╭─ THE RECORDS
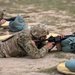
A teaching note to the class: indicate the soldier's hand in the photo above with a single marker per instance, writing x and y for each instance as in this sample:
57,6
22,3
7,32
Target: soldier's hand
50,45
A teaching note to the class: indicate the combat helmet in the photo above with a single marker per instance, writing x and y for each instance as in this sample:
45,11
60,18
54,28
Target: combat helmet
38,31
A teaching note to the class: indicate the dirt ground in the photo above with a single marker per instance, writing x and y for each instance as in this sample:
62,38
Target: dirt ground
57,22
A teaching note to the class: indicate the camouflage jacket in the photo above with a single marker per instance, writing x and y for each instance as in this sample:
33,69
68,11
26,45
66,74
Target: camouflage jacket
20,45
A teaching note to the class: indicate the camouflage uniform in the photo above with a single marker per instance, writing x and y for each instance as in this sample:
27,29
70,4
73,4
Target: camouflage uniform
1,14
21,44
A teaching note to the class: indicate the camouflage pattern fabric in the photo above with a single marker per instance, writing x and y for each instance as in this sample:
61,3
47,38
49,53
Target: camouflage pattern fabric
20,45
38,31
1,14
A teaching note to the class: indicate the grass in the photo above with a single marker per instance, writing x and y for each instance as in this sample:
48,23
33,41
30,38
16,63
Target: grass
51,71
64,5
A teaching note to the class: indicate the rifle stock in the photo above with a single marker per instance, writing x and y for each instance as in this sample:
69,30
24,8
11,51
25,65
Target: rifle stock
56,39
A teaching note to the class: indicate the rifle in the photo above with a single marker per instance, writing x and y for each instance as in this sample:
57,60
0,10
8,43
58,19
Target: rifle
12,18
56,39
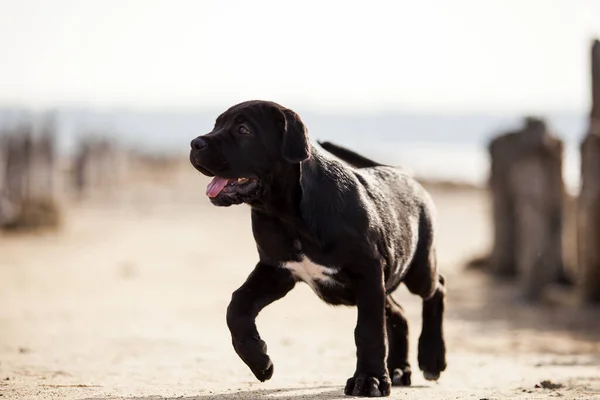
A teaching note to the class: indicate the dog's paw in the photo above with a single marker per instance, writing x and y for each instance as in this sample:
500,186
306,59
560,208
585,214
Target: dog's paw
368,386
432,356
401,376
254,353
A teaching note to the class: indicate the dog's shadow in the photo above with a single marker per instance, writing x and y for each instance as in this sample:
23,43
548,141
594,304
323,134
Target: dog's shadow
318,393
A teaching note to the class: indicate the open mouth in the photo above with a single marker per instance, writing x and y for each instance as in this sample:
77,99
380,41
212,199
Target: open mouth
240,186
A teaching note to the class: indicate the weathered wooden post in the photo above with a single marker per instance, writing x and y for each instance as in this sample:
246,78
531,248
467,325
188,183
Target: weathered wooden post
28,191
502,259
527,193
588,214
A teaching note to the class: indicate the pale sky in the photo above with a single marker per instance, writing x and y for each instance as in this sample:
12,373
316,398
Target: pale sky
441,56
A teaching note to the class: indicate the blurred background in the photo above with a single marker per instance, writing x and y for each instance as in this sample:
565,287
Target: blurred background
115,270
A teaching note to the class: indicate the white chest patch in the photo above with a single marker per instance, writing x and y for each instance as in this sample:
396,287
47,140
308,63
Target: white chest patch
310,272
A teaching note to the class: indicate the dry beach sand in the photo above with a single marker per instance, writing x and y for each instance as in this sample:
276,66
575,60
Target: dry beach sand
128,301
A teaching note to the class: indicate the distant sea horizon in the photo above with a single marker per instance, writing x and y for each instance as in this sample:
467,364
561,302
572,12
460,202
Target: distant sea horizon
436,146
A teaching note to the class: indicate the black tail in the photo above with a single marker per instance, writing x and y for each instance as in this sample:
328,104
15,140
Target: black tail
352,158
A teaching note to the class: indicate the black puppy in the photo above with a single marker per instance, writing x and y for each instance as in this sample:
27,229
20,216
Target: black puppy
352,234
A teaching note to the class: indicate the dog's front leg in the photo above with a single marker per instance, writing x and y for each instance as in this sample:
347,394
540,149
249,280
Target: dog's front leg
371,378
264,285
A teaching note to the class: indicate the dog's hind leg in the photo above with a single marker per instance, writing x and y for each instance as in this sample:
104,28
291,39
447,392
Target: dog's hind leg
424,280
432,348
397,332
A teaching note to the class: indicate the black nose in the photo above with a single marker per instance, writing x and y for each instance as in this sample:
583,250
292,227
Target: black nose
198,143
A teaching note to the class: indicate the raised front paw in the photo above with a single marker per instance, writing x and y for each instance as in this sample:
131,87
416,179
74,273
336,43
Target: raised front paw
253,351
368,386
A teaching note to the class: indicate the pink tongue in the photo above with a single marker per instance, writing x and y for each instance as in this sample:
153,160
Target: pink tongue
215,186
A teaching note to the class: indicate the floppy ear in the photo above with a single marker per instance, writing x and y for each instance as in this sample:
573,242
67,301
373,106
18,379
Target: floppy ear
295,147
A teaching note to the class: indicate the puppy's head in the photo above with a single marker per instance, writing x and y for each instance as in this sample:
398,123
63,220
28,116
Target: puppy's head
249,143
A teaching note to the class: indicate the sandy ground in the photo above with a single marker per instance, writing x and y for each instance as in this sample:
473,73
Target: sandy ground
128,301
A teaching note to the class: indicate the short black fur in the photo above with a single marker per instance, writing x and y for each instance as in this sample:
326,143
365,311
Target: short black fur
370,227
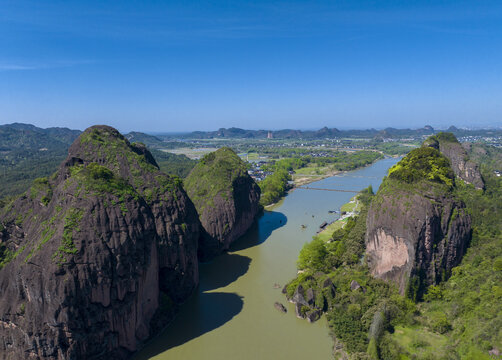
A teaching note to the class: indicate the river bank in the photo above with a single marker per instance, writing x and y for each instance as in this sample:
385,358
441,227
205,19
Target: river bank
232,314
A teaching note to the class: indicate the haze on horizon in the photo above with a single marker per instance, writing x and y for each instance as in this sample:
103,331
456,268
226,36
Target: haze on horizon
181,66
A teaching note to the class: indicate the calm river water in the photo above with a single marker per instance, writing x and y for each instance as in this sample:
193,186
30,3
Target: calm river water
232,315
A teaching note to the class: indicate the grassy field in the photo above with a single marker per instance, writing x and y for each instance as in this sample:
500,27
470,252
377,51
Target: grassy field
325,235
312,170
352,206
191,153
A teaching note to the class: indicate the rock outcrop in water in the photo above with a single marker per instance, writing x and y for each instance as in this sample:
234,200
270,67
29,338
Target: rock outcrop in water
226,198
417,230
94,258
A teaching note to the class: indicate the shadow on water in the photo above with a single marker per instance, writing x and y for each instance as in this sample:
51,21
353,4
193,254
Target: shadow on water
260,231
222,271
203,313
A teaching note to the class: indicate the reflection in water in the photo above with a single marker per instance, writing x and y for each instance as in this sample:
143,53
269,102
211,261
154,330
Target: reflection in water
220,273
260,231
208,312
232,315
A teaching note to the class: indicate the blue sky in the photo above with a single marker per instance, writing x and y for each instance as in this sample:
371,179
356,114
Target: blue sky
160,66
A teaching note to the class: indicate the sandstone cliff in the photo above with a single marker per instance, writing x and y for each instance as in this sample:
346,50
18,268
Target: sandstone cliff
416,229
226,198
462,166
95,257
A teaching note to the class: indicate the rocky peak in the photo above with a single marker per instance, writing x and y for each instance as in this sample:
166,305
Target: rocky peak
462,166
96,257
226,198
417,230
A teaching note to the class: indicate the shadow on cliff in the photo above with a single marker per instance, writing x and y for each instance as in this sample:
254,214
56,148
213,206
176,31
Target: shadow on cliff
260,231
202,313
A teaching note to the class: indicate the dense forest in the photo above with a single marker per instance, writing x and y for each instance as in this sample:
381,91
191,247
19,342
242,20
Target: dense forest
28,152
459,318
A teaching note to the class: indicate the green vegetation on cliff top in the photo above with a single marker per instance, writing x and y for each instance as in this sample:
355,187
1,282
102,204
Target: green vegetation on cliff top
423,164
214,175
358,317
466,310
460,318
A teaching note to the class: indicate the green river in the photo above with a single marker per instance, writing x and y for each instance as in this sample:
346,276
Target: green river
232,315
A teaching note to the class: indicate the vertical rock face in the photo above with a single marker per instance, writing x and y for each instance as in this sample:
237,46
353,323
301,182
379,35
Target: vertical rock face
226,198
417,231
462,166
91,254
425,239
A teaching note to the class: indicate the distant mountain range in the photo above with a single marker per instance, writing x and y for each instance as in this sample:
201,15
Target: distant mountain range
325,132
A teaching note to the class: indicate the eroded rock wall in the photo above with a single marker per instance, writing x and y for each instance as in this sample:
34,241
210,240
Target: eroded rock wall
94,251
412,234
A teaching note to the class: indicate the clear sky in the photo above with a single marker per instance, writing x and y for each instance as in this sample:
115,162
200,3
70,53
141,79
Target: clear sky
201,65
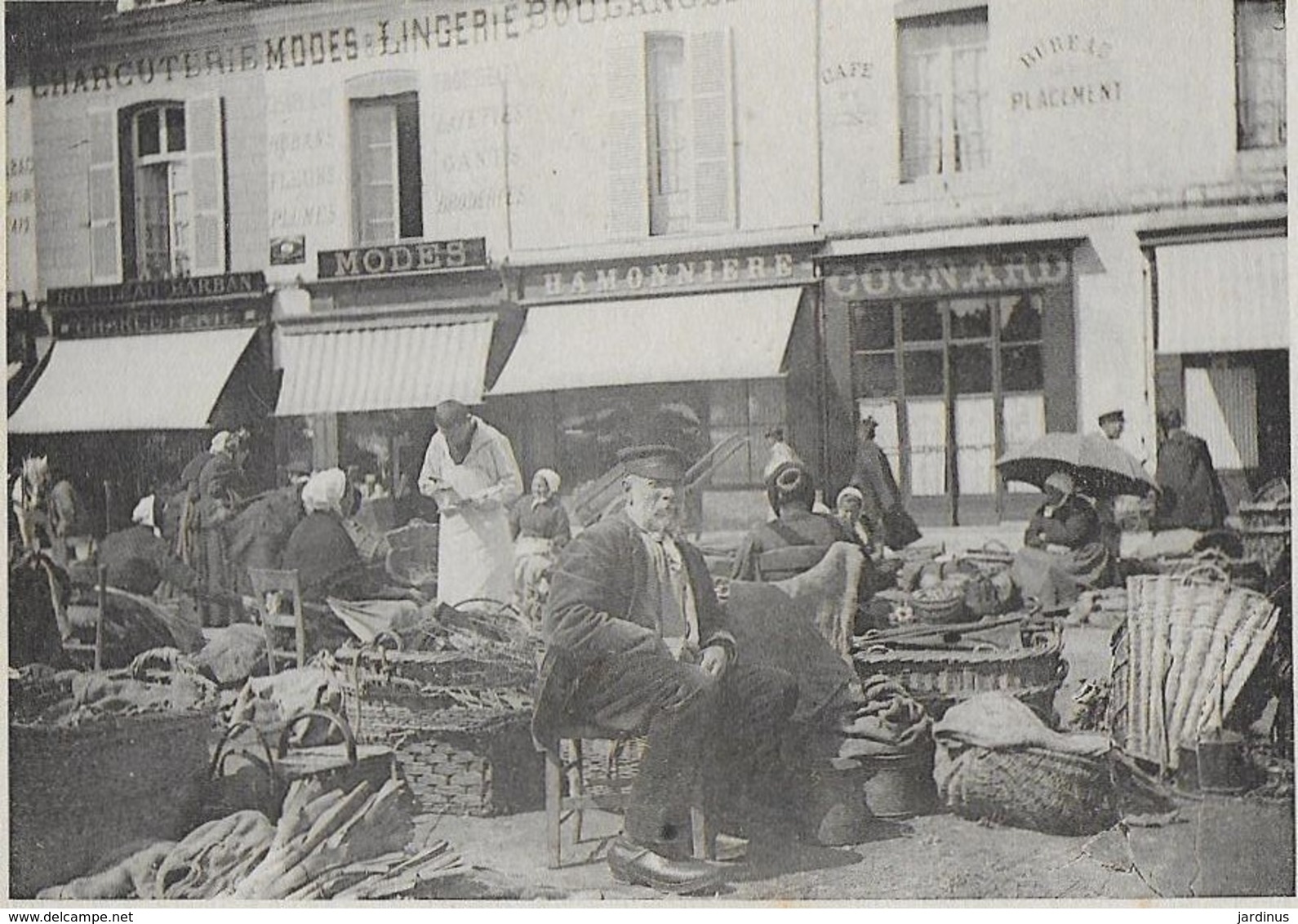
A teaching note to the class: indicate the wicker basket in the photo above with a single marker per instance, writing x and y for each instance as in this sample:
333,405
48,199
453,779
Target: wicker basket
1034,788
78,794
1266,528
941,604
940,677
╰─
WORK TO BE COMPLETED
Print, exactly and only, the lines running from the line with "A teaching note to the class: indicate the shadow on cliff" through the last line of the data, including both. Skip any picture.

EXERCISE RESPONSE
A teaching note to the class: indicate the shadow on cliff in the photo above with a single marker per instance, writing x and y for each instance as in this sample:
254,214
56,148
213,206
176,31
Target: shadow on cliff
260,231
202,313
A teaching note to the class: indicate the dense forest in the photo above with a single marker per instance, writing x and y for each instance as in this sample:
381,91
191,247
19,342
242,20
Target: dense forest
28,152
459,318
A teaching note to the class: indicate the green vegetation on cliff top in the photo above with a single marker per instance, writing x and y for each instance as in this sample:
355,187
1,282
102,204
Target: green vegetation on cliff top
423,164
214,175
358,317
466,310
460,318
A teaching note to the class: indicate the green river in the photo above with a single marker per instance, writing x and y for each instance as in this sample:
346,276
Target: green river
232,315
A teaching note to the class: indicate the vertical rock face in the photo above with a single marker per instance, writing x and y for each instance as in this sample:
237,46
353,323
301,182
379,35
Target: vertical rock face
226,198
417,231
462,166
91,254
425,239
A teaching note to the class: indicate the distant mountain range in the photo above with a single marker per instance, writing x and y for each instance as in this sample:
201,15
Target: distant mountain range
325,132
A teaching note to the class: indicate the eroded rock wall in the photo above with a single marker per instance, writing x and y for each instance as in this sample:
34,241
210,240
Target: eroded rock wall
94,251
412,234
A teaching note to the class: indicate the clear sky in the photo above with a single marker per instance, writing x and y for each instance as in this sample:
115,162
200,3
70,53
141,79
Target: clear sky
201,65
A teaching note to the class: indicate the wicker basket in the photo above with a single marker per instance, writing x and y for each instance as in this sample:
333,405
48,199
453,779
Target: wicker basket
1034,788
78,794
1266,528
941,604
940,677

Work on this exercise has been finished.